> [Work to complete]: Show all lines from the data that include the word "window".

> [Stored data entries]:
══════════════════════════════

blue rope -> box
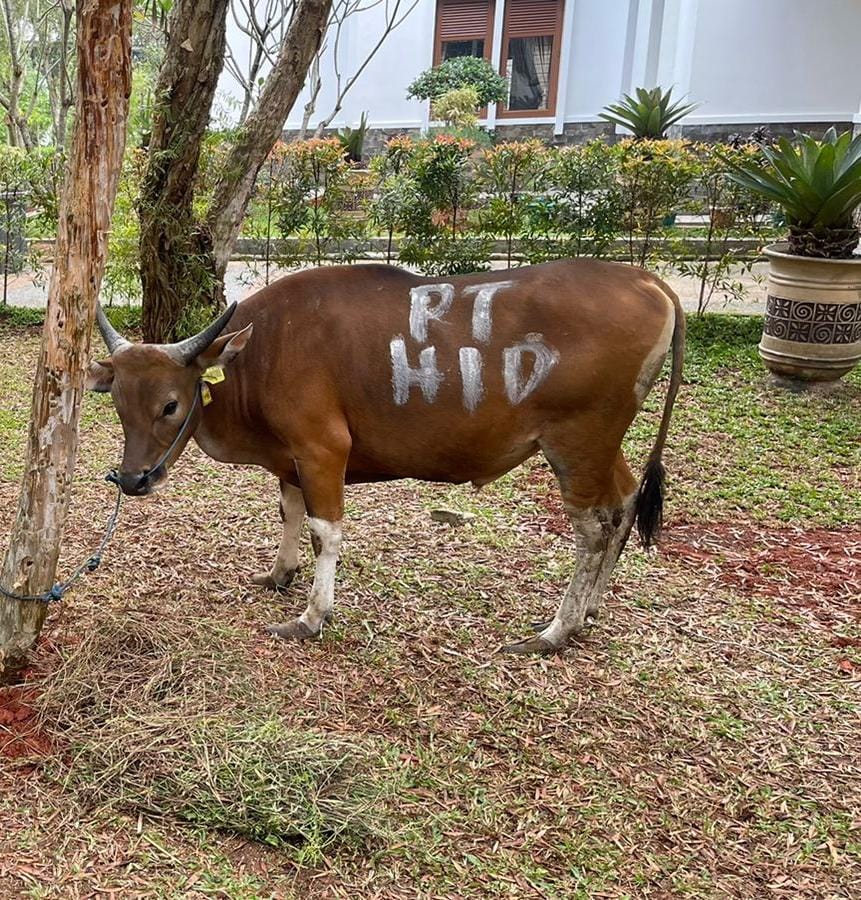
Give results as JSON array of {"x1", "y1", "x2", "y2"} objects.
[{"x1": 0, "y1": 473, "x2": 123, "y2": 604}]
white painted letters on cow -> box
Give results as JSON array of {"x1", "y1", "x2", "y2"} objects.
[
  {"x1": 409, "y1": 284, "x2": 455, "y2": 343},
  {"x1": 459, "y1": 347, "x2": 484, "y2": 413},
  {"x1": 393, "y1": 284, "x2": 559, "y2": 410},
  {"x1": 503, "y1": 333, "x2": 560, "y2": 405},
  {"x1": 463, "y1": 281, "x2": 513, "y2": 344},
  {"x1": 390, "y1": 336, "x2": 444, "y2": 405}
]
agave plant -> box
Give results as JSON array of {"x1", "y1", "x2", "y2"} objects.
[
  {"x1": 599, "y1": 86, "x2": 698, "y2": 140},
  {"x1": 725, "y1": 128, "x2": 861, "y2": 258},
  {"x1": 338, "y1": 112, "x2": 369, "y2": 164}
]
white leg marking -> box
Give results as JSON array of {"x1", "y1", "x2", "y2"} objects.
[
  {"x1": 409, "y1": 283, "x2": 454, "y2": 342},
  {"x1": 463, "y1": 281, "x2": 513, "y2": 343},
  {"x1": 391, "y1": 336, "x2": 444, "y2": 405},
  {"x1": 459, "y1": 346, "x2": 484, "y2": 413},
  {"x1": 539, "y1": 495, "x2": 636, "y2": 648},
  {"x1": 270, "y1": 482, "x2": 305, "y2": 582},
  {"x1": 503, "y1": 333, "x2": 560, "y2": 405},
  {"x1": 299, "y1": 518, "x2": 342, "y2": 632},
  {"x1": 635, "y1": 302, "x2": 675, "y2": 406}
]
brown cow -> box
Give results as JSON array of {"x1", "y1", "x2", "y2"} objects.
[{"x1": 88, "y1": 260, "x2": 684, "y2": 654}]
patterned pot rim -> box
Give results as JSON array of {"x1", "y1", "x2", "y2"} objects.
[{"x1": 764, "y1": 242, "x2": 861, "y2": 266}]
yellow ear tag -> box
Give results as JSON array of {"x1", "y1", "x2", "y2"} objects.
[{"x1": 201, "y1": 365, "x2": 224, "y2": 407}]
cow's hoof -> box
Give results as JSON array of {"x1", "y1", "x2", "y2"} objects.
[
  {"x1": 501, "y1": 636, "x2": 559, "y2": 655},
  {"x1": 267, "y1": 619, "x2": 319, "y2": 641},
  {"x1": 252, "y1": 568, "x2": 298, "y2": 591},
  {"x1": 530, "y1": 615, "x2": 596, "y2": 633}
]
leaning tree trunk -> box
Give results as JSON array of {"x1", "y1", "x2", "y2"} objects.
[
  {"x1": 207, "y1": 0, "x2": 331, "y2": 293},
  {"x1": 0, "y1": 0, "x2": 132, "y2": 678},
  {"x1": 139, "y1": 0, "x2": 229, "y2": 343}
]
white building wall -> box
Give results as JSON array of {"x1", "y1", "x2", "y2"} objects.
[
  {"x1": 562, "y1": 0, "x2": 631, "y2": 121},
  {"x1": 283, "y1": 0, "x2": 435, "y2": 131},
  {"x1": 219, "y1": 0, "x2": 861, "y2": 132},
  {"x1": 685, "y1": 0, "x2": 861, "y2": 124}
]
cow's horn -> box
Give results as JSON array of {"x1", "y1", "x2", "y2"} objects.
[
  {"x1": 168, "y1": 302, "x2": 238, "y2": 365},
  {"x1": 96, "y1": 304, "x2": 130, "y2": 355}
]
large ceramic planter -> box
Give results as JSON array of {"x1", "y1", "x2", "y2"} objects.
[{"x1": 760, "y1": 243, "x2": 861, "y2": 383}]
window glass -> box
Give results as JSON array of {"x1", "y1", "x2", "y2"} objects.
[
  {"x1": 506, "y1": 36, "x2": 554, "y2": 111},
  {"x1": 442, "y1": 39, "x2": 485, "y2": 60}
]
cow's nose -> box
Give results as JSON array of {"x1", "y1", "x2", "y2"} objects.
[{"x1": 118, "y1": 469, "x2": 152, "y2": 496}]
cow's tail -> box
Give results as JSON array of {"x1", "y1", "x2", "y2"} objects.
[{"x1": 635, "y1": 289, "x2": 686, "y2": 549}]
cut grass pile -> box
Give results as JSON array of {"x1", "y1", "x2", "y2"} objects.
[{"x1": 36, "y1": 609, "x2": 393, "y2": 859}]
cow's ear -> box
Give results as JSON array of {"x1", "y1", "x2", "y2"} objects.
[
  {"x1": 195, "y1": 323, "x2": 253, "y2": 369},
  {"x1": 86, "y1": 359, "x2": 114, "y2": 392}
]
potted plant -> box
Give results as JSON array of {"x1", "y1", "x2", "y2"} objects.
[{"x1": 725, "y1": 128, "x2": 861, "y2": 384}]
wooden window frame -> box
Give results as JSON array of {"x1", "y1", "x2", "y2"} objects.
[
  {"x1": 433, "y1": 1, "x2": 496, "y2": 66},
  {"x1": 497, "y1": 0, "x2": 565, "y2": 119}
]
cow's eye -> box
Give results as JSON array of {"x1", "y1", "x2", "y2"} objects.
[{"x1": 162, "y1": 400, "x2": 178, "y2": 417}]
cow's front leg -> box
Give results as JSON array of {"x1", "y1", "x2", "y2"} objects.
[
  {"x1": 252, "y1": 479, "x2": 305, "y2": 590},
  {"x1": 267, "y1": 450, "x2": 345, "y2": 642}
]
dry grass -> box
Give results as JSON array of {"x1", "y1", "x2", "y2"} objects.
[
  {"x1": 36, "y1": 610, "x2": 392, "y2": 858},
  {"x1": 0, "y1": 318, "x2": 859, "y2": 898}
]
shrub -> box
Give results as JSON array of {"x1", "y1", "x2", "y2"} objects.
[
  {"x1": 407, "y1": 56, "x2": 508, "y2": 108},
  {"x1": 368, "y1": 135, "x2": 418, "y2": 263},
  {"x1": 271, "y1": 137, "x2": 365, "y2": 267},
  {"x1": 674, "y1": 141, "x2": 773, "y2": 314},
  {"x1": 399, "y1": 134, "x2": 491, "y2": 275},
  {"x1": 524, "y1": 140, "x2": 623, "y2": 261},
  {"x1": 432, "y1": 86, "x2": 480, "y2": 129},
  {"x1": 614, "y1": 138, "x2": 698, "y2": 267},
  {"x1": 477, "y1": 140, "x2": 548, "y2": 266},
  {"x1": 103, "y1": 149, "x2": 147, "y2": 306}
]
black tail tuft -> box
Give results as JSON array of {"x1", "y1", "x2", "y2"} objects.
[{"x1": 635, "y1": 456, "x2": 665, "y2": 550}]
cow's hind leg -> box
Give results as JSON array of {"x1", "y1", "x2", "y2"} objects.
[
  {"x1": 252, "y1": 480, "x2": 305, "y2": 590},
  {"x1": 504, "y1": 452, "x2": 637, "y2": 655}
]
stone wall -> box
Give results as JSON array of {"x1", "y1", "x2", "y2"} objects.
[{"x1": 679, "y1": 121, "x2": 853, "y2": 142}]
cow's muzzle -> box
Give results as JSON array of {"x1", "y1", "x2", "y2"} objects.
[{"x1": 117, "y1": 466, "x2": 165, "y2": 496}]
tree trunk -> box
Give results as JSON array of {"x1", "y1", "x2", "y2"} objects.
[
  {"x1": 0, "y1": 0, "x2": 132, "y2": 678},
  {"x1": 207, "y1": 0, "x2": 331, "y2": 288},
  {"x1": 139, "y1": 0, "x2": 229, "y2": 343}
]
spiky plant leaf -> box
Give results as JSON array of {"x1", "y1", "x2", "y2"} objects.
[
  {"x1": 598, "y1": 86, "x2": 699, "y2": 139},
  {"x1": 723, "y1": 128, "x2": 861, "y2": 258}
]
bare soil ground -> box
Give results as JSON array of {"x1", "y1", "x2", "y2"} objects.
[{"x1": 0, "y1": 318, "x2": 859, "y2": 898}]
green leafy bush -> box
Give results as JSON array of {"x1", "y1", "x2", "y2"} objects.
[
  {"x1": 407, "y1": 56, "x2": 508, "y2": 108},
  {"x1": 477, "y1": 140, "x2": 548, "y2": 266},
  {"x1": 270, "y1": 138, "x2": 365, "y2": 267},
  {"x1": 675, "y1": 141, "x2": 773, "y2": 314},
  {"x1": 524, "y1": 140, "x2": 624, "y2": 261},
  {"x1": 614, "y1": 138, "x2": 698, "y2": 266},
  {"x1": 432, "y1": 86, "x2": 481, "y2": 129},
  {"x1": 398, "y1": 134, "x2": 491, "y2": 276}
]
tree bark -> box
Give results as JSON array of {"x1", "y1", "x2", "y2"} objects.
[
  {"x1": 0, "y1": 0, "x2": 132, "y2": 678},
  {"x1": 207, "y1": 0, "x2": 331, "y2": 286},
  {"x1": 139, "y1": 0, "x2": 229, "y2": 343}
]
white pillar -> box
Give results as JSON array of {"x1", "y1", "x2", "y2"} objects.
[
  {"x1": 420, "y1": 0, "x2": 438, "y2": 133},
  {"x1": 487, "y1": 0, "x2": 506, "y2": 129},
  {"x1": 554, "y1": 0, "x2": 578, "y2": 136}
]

══════════════════════════════

> [Task output]:
window glass -> box
wooden window frame -> box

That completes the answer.